**** TEXT
Additional treatment options for visceral leishmaniasis in HIV-co-infected patients, which are recommended primarily because of their use in non-HIV-infected patients. include oral miltefosine, which is available in the United States via, and the parenteral formulation of the aminoglycoside paromomycin, which is not available in the United States.40,44 In general, the target dose of miltefosine is ~2.5 mg/kg daily (maximum of 150 mg daily), and the initial treatment course is 28 days. Gastrointestinal symptoms are common but typically do not limit treatment. Data supporting the use of miltefosine in HIV-co-infected patients are relatively limited (CIII).45,46 Parenteral paromomycin has been used successfully to treat visceral leishmaniasis in HIV-negative patients, particularly in India.40 Essentially no efficacy data are available for paromomycin in HIV-co-infected patients. A clinical trial of combination therapy (liposomal amphotericin B plus miltefosine or paromomycin; miltefosine plus paromomycin) produced promising results in non-HIV-infected patients in India whose visceral leishmaniasis was not severe.47 Further research is needed to validate the efficacy of drug combinations, including for severe or refractory cases of visceral leishmaniasis in various geographic regions and in HIV-co-infected patients.

Cutaneous Leishmaniasis

Few systematic data are available on the efficacy of treatment for cutaneous, mucocutaneous, or diffuse cutaneous leishmaniasis in HIV-co-infected patients. On the basis of data in HIV-negative patients with cutaneous leishmaniasis and case reports in HIV-co-infected patients, HIV-infected patients should be treated with liposomal amphotericin B (BIII) as previously outlined,48 or pentavalent antimony (sodium stibogluconate), depending on the form of the disease and the clinical response (BIII).2,49,50 However, pentavalent antimony can increase viral transcription and HIV replication in cultures of human peripheral blood mononuclear cells, raising concerns about its use in HIV-infected patients.51

Potential alternatives for cutaneous leishmaniasis include miltefosine, topical paromomycin, intralesional pentavalent antimony, and local heat therapy. However, no data exist for co-infected patients, and in immunocompetent patients, the effectiveness of these modalities is known to be dependent upon the infecting species of Leishmania.40,52-54

Special Considerations with Regard to Starting ART

ART should be initiated or optimized following standard practice for HIV-infected patients (AIII). There are no leishmaniasis-specific data on when to start ART. Appropriate use of ART has substantially improved the survival of co-infected patients in Europe and decreased the likelihood of relapse after antileishmanial therapy.7,15,55 Therefore, ART should be started as soon as patients are able to tolerate it (AIII).

Monitoring of Response to Therapy and Adverse Events (Including IRIS)
********
**** EXTRACTED RECORDS
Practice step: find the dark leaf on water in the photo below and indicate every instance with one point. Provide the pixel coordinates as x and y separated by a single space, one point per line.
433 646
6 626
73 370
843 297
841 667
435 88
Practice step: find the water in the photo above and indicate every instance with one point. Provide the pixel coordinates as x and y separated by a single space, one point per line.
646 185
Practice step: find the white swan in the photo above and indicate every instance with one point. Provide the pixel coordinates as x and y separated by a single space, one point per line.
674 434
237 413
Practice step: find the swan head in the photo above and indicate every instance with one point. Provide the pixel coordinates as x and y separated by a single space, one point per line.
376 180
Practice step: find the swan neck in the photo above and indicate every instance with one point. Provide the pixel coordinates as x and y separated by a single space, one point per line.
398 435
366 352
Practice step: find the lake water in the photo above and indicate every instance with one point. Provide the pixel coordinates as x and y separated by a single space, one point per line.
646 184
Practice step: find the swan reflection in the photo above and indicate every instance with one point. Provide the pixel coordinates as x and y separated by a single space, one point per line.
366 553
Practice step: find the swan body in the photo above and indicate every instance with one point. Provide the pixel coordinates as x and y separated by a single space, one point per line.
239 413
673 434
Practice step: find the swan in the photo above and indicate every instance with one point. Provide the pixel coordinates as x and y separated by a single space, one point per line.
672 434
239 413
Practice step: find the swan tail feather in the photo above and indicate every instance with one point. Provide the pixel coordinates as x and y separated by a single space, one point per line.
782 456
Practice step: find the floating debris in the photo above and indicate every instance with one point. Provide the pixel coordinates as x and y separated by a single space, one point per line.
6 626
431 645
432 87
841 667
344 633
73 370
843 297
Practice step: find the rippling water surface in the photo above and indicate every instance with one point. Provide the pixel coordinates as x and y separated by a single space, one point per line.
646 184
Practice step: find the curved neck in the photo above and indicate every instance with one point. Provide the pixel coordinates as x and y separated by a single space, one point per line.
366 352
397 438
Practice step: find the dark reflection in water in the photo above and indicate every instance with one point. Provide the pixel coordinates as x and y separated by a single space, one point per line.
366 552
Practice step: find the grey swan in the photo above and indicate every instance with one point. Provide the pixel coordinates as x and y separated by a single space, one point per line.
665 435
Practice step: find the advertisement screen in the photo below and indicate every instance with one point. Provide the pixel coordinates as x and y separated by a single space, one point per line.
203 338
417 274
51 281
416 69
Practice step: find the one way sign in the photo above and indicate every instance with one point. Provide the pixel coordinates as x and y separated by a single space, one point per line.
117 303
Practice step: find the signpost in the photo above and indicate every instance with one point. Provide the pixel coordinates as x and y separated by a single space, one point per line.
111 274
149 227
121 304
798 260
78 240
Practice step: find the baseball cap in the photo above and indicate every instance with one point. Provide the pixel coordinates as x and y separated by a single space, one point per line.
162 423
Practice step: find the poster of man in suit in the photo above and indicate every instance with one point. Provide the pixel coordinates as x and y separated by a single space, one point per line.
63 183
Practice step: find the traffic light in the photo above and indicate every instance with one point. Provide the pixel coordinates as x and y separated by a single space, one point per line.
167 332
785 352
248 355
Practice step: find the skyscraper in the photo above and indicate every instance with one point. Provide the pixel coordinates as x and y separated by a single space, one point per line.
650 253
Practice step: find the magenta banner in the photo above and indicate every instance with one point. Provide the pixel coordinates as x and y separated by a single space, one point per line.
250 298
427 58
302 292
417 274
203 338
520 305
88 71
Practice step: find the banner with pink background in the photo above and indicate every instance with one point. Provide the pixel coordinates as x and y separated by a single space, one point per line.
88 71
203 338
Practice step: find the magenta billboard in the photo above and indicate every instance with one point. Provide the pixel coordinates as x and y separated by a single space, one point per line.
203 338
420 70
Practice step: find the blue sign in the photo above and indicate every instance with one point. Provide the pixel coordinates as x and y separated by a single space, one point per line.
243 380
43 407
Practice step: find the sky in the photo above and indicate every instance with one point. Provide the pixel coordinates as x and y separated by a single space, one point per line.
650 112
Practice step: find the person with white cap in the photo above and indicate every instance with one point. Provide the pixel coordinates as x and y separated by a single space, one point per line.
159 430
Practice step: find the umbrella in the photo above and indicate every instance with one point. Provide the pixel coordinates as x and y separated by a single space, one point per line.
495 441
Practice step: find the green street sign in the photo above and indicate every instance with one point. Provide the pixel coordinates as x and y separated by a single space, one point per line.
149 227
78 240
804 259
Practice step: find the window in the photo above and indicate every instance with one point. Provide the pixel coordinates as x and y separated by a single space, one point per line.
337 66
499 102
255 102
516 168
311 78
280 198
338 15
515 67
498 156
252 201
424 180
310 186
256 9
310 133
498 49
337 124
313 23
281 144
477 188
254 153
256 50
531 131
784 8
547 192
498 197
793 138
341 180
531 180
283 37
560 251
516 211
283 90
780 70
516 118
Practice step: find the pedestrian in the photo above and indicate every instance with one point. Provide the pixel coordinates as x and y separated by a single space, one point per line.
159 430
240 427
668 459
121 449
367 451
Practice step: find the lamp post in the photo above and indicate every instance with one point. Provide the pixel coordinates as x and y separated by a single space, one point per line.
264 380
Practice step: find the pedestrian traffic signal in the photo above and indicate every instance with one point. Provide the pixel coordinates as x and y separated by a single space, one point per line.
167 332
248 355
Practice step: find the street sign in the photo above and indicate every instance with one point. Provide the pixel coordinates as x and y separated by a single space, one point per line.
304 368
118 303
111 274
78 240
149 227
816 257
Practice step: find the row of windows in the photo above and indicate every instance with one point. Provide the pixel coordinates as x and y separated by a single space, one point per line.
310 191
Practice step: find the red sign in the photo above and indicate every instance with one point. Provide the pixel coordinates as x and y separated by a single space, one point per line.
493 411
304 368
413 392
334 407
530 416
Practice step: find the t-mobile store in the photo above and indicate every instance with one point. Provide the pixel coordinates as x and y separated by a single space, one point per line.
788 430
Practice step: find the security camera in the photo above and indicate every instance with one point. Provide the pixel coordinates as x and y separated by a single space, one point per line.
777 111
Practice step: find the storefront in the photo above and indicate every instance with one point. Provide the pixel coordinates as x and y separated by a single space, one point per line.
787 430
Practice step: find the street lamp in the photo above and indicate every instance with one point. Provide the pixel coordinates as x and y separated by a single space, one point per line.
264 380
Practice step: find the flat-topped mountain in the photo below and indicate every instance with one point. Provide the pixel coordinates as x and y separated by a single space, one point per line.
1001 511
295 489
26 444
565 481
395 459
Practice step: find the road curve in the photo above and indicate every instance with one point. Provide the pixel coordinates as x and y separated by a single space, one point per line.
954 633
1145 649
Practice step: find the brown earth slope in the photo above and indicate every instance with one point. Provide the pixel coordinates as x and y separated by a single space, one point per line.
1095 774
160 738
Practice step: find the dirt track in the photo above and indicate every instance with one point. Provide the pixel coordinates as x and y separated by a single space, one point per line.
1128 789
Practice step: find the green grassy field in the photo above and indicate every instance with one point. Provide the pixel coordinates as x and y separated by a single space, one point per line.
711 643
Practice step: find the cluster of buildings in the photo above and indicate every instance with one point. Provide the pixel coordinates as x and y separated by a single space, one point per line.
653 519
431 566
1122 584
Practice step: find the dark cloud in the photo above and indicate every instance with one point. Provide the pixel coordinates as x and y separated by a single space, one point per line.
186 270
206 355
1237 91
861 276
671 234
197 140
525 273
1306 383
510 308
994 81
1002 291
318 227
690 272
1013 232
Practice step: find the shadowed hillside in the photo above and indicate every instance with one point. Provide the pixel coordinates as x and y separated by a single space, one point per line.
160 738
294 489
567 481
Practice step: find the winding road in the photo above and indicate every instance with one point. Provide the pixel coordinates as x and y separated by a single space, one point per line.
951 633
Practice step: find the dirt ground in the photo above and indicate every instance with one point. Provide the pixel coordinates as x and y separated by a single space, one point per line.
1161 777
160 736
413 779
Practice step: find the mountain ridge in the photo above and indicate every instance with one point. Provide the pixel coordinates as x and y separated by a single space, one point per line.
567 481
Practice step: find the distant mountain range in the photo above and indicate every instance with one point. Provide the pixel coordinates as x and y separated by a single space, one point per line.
********
WORK ITEM
In the leishmaniasis treatment text, what reason is given for starting ART as soon as patients can tolerate it? Answer in one to three sentences.

TASK OUTPUT
Appropriate use of ART has substantially improved the survival of co-infected patients in Europe. It has also decreased the likelihood of relapse after antileishmanial therapy.